__Yapılacaklar__:
1 > Arsuf metnine göre şu ifadeler doğru mu: (a) Arsuf adı, Semitik adı Reshef'in Arapça çevirisidir. (b) Kasaba bu dönemde büyümüştür. (c) Şehrin etrafındaki surlar Bizans filolarının denizden gelen saldırılarına karşı yapılmıştır. Her biri için evet ya da hayır de ve metinde buna karar veren sözleri tırnak içinde aktar.
2 > Arsuf metninde "Hani vapurlarda kalem" sözlerinden "etrafı surlarla çevirmişler." sözlerine kadar her şeyi yeniden yaz, ama "Bizans" adını "Doğu Roma" olarak değiştir.

__Gösterilen metin__:
= = = = = = =

Hani vapurlarda kalem satarlarken daha bitmedi derler ya o kıvamda şehir sürekli bir yenilikle bizi karşılamaya devam ediyor.
ARSUF
MS 640 yılındayız. Kasaba artık Müslümanların... Semitik adı Reshef'in Arapça çevirisi olan Arsuf. Kasaba bu dönemde küçülmüş. Kendilerini Bizans filolarının denizden sürekli saldırılarına karşı korumak için de şehrin etrafı surlarla çevirmişler.
An itibariyle bu surun üzerinde oturup, sonsuz uzanan denize bakıyorum. Manzaramın içindeki rüzgara yelken açmış yelkenlileri izliyorum. Sessizlik öyle derin ki insan o günlerde böyle bir mekanda her sabah uyanmak nasıl bir histir diye sormadan edemiyor. Bir çocuğun neşeli sesiyle kendime geliyorum. Havada uçan paraşütçüleri işaret ediyor heyecanla. Bu masmavi bulutsuz gökyüzünde süzülmek nasıl bir his derken bu noktada yaşanan binlerce savaşı düşünmeden edemiyorum.

= = = = = = =

__Satır listesi__:
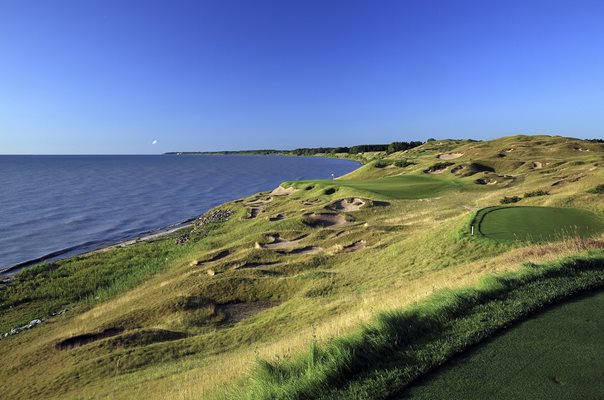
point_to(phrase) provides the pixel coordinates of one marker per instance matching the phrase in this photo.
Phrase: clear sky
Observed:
(112, 76)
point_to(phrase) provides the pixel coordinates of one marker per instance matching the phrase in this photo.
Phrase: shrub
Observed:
(536, 193)
(509, 200)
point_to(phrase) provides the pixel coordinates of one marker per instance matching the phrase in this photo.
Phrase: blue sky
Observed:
(112, 76)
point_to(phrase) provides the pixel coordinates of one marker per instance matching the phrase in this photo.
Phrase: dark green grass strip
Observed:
(536, 224)
(383, 358)
(394, 187)
(556, 356)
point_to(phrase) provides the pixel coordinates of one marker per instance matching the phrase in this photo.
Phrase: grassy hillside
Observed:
(188, 316)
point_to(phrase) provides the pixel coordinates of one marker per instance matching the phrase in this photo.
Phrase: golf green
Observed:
(394, 187)
(555, 355)
(537, 224)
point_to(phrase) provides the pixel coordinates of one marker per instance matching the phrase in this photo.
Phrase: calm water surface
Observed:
(79, 203)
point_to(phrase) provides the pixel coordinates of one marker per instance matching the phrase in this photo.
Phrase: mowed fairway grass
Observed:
(556, 355)
(394, 187)
(537, 224)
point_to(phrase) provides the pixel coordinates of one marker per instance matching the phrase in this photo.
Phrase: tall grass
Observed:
(397, 347)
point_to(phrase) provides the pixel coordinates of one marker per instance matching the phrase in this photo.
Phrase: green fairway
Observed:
(537, 224)
(394, 187)
(557, 355)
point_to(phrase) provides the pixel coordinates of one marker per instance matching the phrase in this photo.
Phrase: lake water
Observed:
(72, 204)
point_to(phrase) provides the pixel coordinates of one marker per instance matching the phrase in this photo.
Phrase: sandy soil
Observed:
(328, 220)
(347, 205)
(450, 156)
(281, 191)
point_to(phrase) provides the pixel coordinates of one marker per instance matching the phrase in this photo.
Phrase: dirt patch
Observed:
(450, 156)
(259, 201)
(212, 258)
(253, 212)
(282, 191)
(276, 242)
(347, 205)
(302, 250)
(80, 340)
(485, 181)
(354, 246)
(277, 217)
(259, 264)
(326, 220)
(237, 312)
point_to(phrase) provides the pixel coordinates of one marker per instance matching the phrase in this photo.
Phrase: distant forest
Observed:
(308, 151)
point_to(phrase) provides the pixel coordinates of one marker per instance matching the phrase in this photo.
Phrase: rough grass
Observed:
(175, 303)
(556, 355)
(537, 224)
(382, 358)
(394, 187)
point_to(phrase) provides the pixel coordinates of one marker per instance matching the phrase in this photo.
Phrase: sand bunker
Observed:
(236, 312)
(86, 338)
(214, 257)
(281, 191)
(278, 243)
(253, 212)
(485, 181)
(277, 217)
(354, 246)
(326, 220)
(302, 250)
(347, 205)
(259, 202)
(450, 156)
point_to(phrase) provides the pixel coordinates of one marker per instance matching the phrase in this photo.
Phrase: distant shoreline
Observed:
(148, 236)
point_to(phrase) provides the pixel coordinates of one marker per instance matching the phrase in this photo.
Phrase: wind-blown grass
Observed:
(385, 356)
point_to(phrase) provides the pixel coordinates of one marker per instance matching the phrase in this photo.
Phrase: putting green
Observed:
(393, 187)
(556, 355)
(537, 224)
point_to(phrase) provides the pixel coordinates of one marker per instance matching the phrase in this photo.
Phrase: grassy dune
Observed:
(555, 355)
(189, 319)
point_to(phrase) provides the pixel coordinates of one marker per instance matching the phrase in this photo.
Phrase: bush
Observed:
(598, 189)
(509, 200)
(536, 193)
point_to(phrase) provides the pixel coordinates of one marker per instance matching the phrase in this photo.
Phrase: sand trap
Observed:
(450, 156)
(326, 220)
(277, 217)
(347, 205)
(253, 212)
(236, 312)
(438, 171)
(281, 191)
(354, 246)
(458, 168)
(259, 202)
(302, 250)
(278, 243)
(212, 258)
(485, 181)
(86, 338)
(258, 264)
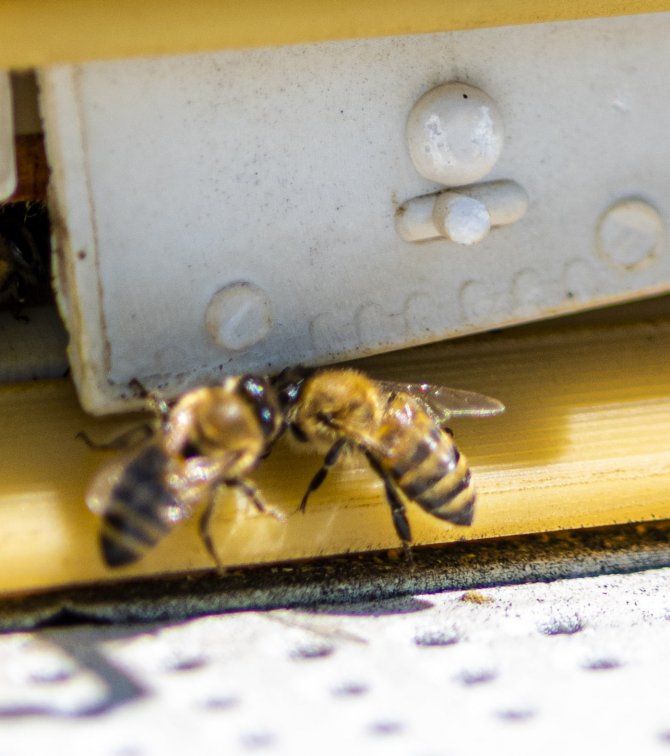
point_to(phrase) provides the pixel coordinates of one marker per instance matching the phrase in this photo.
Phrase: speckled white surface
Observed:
(575, 666)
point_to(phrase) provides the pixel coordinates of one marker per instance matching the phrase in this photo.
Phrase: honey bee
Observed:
(399, 428)
(211, 437)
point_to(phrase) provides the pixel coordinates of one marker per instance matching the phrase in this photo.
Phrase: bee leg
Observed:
(17, 288)
(400, 521)
(126, 440)
(251, 492)
(329, 460)
(205, 535)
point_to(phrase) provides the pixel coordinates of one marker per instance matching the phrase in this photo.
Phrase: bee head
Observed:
(262, 397)
(289, 384)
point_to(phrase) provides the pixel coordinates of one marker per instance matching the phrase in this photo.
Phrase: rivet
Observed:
(238, 316)
(455, 134)
(630, 234)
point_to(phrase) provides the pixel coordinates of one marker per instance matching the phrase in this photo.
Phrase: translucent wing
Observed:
(443, 403)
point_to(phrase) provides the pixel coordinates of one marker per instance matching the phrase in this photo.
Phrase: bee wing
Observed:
(143, 473)
(442, 402)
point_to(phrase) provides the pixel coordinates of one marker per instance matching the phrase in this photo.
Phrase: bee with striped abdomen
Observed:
(399, 428)
(211, 437)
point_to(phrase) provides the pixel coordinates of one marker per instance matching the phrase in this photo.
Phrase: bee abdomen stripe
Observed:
(441, 496)
(460, 515)
(403, 466)
(132, 529)
(416, 488)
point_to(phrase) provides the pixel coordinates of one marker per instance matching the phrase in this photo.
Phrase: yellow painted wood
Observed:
(37, 33)
(584, 442)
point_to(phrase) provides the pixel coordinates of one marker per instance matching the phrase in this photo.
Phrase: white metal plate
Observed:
(234, 211)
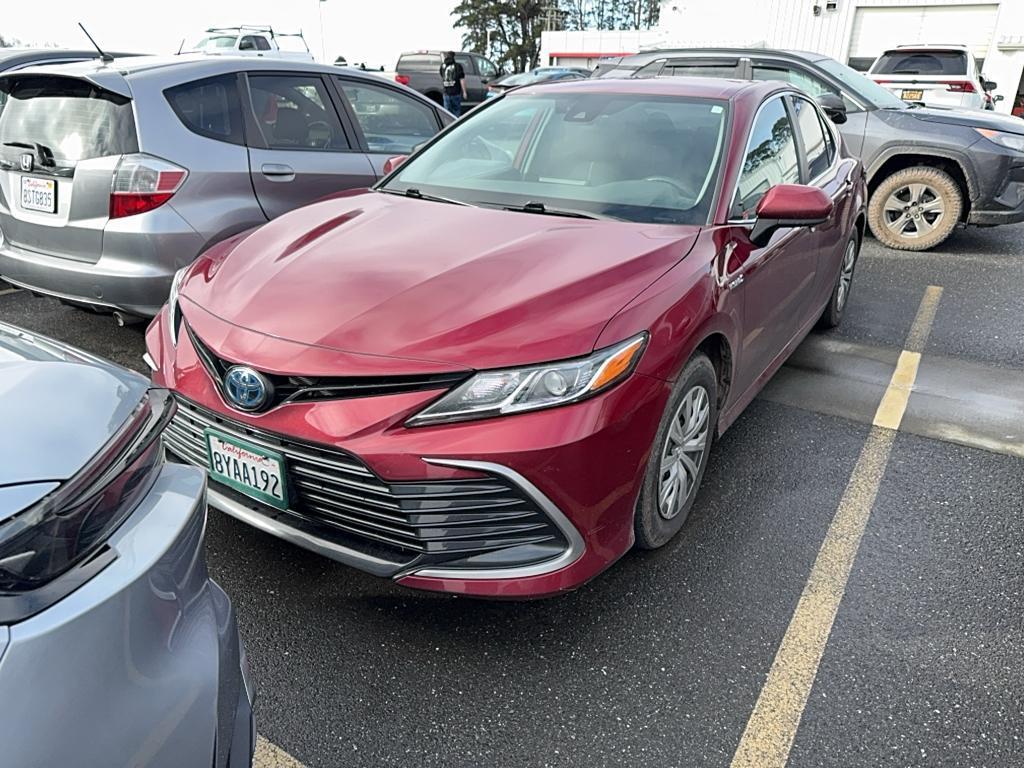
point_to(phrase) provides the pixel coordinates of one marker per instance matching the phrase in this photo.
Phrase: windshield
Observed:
(939, 62)
(861, 86)
(637, 158)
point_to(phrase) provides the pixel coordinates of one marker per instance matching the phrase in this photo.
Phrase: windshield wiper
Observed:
(540, 208)
(413, 193)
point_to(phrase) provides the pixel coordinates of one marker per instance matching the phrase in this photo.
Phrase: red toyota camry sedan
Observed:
(504, 366)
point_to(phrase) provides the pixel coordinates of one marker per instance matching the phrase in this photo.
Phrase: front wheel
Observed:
(833, 314)
(914, 209)
(679, 457)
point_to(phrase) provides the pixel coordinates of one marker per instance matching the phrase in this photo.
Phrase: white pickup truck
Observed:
(252, 41)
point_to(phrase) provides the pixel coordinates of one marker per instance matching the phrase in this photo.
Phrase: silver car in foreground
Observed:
(114, 176)
(116, 648)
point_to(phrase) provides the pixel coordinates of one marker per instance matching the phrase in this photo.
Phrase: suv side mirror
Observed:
(391, 163)
(834, 107)
(790, 205)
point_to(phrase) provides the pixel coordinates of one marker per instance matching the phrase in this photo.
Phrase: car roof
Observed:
(14, 56)
(716, 88)
(193, 66)
(651, 55)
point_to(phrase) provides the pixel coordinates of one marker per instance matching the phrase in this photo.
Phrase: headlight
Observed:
(1010, 140)
(173, 311)
(515, 390)
(50, 548)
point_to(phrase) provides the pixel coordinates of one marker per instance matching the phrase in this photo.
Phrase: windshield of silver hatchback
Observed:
(633, 158)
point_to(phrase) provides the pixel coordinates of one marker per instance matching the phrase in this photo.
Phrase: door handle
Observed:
(278, 171)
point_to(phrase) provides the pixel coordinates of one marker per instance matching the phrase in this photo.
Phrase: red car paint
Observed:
(376, 285)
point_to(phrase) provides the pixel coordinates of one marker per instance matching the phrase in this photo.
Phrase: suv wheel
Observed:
(914, 209)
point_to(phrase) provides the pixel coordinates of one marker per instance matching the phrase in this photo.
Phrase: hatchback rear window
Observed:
(922, 62)
(420, 62)
(70, 119)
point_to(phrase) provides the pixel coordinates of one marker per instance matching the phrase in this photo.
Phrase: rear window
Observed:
(420, 62)
(70, 119)
(210, 108)
(922, 62)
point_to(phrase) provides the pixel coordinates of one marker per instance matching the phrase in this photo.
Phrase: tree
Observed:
(514, 25)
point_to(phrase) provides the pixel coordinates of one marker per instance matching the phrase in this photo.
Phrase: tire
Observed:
(914, 209)
(833, 314)
(657, 520)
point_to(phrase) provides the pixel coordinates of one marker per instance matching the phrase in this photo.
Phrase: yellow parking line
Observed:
(268, 755)
(772, 727)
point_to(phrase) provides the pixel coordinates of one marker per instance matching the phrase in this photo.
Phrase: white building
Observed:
(850, 31)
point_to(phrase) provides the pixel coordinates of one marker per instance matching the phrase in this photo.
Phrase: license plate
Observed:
(39, 195)
(249, 469)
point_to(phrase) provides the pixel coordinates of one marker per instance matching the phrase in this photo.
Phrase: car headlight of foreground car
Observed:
(41, 546)
(1009, 140)
(519, 389)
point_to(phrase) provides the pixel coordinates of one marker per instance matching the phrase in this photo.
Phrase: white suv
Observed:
(934, 75)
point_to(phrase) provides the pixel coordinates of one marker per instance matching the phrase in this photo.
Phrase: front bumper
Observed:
(555, 489)
(133, 273)
(140, 666)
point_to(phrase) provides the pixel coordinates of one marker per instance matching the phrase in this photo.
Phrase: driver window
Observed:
(809, 84)
(294, 112)
(770, 159)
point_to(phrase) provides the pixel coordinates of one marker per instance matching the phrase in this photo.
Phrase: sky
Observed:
(374, 32)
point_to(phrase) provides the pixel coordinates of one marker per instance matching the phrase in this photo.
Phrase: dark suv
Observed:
(929, 169)
(421, 71)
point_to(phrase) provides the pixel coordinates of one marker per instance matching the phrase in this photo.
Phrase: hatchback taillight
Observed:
(142, 182)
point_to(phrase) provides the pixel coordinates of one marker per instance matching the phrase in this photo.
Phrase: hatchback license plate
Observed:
(39, 195)
(249, 469)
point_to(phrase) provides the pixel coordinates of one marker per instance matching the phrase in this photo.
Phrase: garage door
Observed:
(875, 30)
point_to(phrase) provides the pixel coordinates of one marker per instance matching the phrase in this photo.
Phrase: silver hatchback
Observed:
(114, 176)
(116, 648)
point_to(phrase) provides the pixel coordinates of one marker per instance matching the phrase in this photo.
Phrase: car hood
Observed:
(969, 118)
(57, 408)
(380, 274)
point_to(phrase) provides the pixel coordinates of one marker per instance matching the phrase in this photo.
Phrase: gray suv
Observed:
(929, 170)
(115, 176)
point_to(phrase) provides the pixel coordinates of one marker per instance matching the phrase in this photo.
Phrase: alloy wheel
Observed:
(683, 452)
(913, 210)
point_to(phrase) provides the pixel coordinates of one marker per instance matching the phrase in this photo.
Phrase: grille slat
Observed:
(435, 519)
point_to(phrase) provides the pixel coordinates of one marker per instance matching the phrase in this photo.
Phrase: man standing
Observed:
(454, 80)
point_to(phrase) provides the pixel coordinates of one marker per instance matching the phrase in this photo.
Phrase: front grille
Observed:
(306, 388)
(430, 521)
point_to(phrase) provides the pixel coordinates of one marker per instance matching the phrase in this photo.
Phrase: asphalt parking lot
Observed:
(720, 648)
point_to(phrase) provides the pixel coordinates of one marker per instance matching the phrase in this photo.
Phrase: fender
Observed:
(961, 159)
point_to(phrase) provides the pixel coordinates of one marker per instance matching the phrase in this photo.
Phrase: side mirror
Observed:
(391, 163)
(834, 107)
(790, 205)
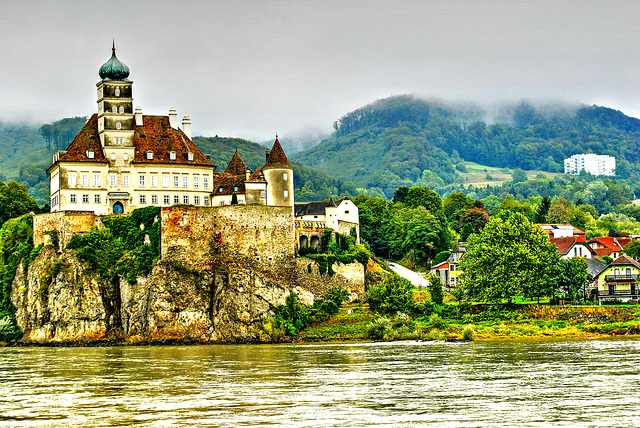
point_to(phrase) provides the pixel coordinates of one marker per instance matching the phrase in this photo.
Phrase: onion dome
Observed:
(114, 69)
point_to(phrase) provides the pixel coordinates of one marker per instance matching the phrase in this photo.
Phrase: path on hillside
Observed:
(416, 278)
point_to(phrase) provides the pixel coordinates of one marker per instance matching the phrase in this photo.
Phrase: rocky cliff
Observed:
(57, 300)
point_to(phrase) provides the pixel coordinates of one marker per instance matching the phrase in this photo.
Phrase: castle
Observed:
(122, 160)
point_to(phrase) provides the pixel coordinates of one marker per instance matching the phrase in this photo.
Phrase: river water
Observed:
(590, 383)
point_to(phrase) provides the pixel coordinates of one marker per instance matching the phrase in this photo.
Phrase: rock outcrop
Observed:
(57, 300)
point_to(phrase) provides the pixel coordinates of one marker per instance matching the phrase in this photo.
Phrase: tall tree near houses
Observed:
(509, 258)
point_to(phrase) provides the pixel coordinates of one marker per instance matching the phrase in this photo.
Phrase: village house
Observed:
(619, 280)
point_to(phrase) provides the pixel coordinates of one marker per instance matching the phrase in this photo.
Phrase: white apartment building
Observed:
(595, 164)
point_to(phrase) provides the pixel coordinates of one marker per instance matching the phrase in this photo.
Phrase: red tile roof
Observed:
(277, 158)
(236, 165)
(87, 139)
(565, 244)
(155, 135)
(227, 182)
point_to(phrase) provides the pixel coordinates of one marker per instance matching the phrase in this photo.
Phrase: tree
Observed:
(435, 289)
(633, 249)
(509, 258)
(572, 276)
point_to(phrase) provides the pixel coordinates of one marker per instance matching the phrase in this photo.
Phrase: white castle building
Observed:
(592, 163)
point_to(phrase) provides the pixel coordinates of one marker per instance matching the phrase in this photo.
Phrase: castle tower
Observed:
(115, 105)
(278, 173)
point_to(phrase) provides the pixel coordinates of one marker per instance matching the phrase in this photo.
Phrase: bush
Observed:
(378, 328)
(468, 332)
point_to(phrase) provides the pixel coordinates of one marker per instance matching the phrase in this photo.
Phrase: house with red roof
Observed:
(609, 246)
(573, 246)
(122, 160)
(619, 280)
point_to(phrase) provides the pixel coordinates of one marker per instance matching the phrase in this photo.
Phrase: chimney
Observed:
(173, 118)
(138, 116)
(186, 126)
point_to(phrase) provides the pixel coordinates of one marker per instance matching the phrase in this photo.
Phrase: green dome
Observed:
(114, 69)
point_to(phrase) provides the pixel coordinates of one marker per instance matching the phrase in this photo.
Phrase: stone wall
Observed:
(255, 235)
(66, 223)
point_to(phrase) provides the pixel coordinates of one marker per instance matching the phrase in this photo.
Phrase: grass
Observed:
(478, 174)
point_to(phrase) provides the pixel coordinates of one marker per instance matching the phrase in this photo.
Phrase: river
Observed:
(590, 383)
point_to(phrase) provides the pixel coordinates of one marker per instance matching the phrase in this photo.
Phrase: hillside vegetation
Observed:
(405, 141)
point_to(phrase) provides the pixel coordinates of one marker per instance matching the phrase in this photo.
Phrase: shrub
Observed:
(468, 332)
(378, 328)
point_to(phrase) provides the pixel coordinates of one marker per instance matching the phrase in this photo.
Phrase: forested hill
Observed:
(402, 141)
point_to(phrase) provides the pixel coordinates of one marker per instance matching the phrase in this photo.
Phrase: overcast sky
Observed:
(254, 68)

= = = = = = =

__Sırayla cevaplar__:
1 >
(a) Evet: "Semitik adı Reshef'in Arapça çevirisi olan Arsuf."
(b) Hayır: "Kasaba bu dönemde küçülmüş."
(c) Evet: "Kendilerini Bizans filolarının denizden sürekli saldırılarına karşı korumak için de şehrin etrafı surlarla çevirmişler."

2 >
Hani vapurlarda kalem satarlarken daha bitmedi derler ya o kıvamda şehir sürekli bir yenilikle bizi karşılamaya devam ediyor.
ARSUF
MS 640 yılındayız. Kasaba artık Müslümanların... Semitik adı Reshef'in Arapça çevirisi olan Arsuf. Kasaba bu dönemde küçülmüş. Kendilerini Doğu Roma filolarının denizden sürekli saldırılarına karşı korumak için de şehrin etrafı surlarla çevirmişler.